Bien que la fonction d’onde puisse se réduire à chacun de ces endroits, Born démontre que la probabilité qu’elle se réduise à un endroit précis est égale au carré de l’amplitude de la fonction d’onde, dont la somme est donc égale à 1.

Lorsque, dans certains processus, deux particules sont générées, ces deux particules partagent une seule et unique fonction d’onde qui permet de calculer tous les états possibles des deux particules, comme leur vélocité, leur moment cinétique, etc. Il suffit de prendre une mesure de cette fonction d’onde pour la réduire et faire apparaître les deux particules en même temps. Dans ces conditions, toute mesure effectuée sur l’une des particules revient à effectuer la même mesure sur l’autre particule exactement au même moment : c’est l’essence même du principe de l’enchevêtrement. Bien sûr, là où les choses deviennent vraiment étranges, c’est que même si les deux particules intriquées sont situées chacune aux deux extrêmes de l’univers, à l’instant même où l’on agit sur l’une, l’autre change d’état instantanément.

Pour résumer, les tenants de l’interprétation de Copenhague considèrent que le principe de superposition provoque l’enchevêtrement, c’est-à-dire la fusion des ondes en une seule, et que lorsque cette onde est réduite, elle fait apparaître les deux particules en même temps.

LES CONSIGNES:
1) Résumez le passage sur l'enchevêtrement en deux phrases.
2) Relevez tous les adverbes terminés en « -ment » que contient le passage sur l'enchevêtrement.
3) Recopiez le passage sur l'enchevêtrement depuis « Pour résumer, les » jusqu'à « fait apparaître les deux particules en même temps. ».
Les lignes ne sont pas nécessaires pour ces exercices.

DONNÉES:
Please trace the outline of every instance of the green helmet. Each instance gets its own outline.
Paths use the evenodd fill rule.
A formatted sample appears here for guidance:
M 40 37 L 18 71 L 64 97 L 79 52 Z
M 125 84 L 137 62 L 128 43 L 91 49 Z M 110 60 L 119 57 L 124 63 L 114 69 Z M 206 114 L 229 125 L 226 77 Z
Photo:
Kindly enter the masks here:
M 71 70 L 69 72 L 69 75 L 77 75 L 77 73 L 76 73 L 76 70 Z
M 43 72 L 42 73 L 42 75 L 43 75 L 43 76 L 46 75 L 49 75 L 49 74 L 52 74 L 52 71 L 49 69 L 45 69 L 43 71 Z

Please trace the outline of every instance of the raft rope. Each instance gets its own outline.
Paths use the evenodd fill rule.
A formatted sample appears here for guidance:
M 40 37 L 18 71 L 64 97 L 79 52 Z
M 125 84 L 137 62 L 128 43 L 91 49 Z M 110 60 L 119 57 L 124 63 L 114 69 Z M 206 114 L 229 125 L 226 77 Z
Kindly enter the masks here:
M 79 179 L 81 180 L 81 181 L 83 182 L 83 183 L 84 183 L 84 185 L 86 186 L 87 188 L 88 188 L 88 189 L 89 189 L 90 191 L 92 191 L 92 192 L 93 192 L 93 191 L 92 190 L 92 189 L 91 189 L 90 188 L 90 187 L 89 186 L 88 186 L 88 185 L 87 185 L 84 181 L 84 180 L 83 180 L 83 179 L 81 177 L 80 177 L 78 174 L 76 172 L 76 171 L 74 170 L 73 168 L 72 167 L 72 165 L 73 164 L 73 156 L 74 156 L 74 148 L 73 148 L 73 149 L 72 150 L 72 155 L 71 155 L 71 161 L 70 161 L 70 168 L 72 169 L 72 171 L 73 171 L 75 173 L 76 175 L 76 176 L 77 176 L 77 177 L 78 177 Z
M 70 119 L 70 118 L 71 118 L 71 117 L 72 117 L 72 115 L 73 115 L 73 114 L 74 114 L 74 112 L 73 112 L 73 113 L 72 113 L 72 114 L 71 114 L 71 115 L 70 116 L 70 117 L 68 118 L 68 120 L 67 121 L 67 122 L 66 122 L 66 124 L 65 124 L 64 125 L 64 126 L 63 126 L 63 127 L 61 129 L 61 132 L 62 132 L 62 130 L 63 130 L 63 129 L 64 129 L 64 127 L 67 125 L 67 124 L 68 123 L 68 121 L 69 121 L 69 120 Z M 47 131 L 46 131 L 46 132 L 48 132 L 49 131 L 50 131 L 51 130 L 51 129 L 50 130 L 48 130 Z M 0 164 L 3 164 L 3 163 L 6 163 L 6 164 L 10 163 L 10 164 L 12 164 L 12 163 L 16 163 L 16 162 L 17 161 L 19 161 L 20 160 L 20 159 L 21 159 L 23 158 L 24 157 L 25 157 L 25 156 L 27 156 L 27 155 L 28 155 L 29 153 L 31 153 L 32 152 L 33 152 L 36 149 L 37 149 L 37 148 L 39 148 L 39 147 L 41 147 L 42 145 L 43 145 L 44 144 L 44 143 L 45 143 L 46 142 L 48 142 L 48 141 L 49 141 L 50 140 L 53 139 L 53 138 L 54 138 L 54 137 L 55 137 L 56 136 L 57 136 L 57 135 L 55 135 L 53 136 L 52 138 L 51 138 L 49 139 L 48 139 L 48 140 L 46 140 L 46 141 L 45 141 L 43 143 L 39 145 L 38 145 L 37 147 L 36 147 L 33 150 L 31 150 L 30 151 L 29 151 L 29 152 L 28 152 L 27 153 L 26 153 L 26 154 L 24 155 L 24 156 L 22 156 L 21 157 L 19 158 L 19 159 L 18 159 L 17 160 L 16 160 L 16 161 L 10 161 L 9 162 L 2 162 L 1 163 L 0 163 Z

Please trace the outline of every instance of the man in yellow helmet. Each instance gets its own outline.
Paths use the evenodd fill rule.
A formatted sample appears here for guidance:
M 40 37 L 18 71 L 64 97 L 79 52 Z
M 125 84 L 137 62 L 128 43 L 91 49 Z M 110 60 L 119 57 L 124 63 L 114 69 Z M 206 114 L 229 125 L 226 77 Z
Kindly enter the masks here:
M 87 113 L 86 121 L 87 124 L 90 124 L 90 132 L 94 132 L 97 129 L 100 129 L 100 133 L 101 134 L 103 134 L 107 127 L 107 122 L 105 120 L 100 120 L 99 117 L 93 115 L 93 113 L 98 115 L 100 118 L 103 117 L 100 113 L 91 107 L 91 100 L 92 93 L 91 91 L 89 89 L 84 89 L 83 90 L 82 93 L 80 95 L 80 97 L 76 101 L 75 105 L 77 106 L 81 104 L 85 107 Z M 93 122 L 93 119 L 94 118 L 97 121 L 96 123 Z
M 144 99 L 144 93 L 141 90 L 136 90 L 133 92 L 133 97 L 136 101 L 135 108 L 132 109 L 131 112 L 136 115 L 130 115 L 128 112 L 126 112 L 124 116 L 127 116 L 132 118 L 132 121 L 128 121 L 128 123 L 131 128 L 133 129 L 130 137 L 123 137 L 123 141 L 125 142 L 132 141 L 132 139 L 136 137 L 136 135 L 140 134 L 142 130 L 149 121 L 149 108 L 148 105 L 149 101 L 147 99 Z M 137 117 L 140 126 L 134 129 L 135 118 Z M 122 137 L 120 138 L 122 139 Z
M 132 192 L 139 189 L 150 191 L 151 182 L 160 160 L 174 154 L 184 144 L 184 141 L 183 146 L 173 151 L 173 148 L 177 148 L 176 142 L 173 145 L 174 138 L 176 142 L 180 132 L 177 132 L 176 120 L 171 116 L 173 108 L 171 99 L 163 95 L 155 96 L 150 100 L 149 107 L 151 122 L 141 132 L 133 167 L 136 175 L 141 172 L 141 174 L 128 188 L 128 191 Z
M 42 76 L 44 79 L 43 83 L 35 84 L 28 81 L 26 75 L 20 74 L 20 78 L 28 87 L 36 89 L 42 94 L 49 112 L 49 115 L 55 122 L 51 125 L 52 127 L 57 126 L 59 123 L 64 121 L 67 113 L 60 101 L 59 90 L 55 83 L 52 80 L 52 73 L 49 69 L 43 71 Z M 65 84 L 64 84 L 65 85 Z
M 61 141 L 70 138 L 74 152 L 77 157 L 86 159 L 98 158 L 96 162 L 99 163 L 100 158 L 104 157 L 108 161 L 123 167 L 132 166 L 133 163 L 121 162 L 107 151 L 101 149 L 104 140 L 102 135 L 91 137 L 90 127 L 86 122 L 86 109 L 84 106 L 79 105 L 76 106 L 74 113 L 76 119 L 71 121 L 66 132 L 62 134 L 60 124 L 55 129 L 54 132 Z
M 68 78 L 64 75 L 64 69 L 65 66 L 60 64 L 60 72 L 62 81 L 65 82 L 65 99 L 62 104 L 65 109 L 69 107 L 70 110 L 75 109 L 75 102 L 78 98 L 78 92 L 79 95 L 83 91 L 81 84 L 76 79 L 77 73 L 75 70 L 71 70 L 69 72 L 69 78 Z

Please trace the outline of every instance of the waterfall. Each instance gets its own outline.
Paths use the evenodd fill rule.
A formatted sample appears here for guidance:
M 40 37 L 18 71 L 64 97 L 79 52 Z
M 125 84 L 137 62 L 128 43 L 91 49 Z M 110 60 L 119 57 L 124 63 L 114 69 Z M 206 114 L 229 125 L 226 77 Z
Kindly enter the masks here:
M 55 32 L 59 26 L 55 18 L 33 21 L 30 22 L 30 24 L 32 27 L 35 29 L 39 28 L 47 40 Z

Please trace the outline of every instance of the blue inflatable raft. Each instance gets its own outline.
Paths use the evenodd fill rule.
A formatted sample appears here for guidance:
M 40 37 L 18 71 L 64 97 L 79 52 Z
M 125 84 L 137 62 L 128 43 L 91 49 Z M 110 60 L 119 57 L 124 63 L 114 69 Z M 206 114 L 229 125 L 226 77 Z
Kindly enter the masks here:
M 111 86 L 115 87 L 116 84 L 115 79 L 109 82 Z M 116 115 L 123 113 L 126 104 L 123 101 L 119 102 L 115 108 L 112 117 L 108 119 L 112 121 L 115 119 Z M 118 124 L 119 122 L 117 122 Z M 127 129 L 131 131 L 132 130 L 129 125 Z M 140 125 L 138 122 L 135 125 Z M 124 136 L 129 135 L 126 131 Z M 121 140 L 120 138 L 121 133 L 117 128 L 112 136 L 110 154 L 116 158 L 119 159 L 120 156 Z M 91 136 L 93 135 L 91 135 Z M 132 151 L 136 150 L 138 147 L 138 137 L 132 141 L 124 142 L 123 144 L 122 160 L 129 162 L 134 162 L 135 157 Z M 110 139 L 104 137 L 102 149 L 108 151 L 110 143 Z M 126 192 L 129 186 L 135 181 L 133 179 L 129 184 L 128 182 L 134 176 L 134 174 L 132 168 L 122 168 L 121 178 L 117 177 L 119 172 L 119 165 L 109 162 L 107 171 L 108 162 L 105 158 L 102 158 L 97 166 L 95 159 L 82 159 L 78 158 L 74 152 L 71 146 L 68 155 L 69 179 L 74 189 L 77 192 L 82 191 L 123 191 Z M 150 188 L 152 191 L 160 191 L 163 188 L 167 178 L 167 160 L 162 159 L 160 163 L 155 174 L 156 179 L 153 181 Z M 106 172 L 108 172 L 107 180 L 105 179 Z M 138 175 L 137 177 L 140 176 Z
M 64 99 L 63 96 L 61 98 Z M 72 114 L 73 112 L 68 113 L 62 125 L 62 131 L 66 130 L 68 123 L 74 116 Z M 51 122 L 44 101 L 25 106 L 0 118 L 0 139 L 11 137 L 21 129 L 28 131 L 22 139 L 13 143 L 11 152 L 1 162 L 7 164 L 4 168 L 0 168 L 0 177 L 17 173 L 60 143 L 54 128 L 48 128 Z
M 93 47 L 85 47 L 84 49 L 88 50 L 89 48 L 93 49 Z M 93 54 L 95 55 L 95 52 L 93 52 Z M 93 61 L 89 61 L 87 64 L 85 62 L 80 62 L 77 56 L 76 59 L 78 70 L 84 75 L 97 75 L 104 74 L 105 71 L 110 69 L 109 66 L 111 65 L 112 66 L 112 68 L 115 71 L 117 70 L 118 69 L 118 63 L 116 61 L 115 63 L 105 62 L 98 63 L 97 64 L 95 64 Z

CORRIGÉS:
1) Selon Born, la probabilité que la fonction d'onde se réduise à un endroit précis est égale au carré de son amplitude. Deux particules générées ensemble partagent une seule fonction d'onde, si bien que toute mesure effectuée sur l'une revient à effectuer la même mesure sur l'autre au même moment, même si elles sont situées aux deux extrêmes de l'univers : c'est le principe de l'enchevêtrement.

2) exactement, vraiment, instantanément

3)
Pour résumer, les tenants de l’interprétation de Copenhague considèrent que le principe de superposition provoque l’enchevêtrement, c’est-à-dire la fusion des ondes en une seule, et que lorsque cette onde est réduite, elle fait apparaître les deux particules en même temps.